**Exercise directions:** Quote the lines from the line holding "TARGET = overcast sky" to the very end of the listing, exactly, and no others.
* * * * * * *
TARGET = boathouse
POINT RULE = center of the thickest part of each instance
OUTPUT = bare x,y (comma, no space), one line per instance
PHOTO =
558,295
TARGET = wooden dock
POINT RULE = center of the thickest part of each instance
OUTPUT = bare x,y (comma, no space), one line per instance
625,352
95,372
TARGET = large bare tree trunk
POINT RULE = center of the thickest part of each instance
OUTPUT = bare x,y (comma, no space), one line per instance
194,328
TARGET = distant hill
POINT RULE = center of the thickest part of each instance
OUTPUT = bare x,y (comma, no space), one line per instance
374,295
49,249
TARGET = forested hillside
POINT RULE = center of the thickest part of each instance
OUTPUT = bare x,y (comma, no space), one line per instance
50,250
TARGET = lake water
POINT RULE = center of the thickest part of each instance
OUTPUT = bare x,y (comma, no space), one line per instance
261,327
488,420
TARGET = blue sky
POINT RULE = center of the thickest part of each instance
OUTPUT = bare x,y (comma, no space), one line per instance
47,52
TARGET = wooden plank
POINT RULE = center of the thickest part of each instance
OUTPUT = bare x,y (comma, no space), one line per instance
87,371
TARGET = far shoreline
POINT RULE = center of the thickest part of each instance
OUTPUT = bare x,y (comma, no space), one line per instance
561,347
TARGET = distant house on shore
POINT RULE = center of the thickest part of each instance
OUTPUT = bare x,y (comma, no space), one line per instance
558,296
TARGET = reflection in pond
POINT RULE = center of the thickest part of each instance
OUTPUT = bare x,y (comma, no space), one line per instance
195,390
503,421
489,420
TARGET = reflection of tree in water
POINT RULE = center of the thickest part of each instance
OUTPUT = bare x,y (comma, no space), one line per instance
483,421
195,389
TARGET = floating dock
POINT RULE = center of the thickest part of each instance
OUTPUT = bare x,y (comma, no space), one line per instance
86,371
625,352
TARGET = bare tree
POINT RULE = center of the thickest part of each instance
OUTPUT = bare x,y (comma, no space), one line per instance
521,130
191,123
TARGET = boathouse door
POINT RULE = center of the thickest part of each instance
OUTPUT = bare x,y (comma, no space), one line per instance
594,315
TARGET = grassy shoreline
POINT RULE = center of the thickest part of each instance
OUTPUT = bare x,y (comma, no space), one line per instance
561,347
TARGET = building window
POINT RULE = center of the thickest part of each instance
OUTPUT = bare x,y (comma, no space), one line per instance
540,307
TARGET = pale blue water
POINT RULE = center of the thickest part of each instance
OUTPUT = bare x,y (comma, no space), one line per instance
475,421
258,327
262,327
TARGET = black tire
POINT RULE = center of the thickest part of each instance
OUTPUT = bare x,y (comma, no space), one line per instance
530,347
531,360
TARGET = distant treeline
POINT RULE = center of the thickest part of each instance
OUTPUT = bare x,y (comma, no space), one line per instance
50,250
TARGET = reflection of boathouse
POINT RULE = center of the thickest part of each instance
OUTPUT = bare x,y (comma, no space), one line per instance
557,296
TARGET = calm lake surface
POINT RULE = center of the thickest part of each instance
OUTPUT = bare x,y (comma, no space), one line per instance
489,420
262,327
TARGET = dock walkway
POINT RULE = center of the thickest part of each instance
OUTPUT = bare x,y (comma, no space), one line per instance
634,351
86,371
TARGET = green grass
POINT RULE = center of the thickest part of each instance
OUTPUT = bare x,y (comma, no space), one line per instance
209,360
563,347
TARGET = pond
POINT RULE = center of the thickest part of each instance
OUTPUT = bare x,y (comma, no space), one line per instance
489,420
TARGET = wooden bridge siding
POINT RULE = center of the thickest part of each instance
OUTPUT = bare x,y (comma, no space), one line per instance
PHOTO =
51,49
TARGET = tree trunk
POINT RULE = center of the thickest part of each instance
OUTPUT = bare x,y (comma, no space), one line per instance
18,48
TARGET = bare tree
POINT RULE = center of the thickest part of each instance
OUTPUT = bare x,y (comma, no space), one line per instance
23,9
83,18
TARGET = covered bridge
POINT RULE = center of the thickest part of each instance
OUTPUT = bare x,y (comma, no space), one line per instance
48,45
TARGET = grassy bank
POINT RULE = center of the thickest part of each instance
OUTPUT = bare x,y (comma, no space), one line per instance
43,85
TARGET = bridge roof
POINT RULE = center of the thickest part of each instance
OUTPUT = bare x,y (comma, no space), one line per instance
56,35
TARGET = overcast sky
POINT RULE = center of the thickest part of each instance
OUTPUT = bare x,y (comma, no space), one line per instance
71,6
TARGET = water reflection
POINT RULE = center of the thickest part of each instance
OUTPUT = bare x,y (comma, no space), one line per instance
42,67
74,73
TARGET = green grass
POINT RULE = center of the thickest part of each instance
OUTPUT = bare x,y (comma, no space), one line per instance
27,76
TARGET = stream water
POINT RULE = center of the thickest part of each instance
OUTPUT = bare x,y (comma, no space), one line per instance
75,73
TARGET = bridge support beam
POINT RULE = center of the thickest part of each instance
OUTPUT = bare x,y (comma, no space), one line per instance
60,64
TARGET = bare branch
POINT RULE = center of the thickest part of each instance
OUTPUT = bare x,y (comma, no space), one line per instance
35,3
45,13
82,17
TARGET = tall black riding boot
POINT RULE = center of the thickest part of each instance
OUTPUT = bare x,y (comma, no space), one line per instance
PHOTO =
* * * * * * *
**Output:**
TARGET = overcast sky
POINT RULE = center of the thickest part of each instance
OUTPUT = bare x,y (comma, no space), one line per instance
71,6
TARGET = water reflection
POINT RULE = center of the thickest part of each instance
OUTPUT = bare x,y (comma, no space), one line per instance
42,67
74,73
TARGET = green grass
POINT RULE = center of the thickest part of each instance
OUTPUT = bare x,y (comma, no space), one line per instance
27,76
TARGET = stream water
POINT RULE = center of the thickest part of each instance
OUTPUT = bare x,y (comma, no space), one line per instance
75,73
TARGET = bridge support beam
POINT RULE = center of the thickest part of each instance
OUTPUT = bare x,y (comma, no space), one line per instance
60,64
TARGET = bare branch
POINT RULE = center of the thickest part of each instance
OUTPUT = bare x,y (comma, no space), one line per instance
35,3
45,13
82,17
TARGET = tall black riding boot
POINT RULE = center of the thickest part of each instance
OUTPUT = bare x,y (comma, no space), one line per instance
PHOTO =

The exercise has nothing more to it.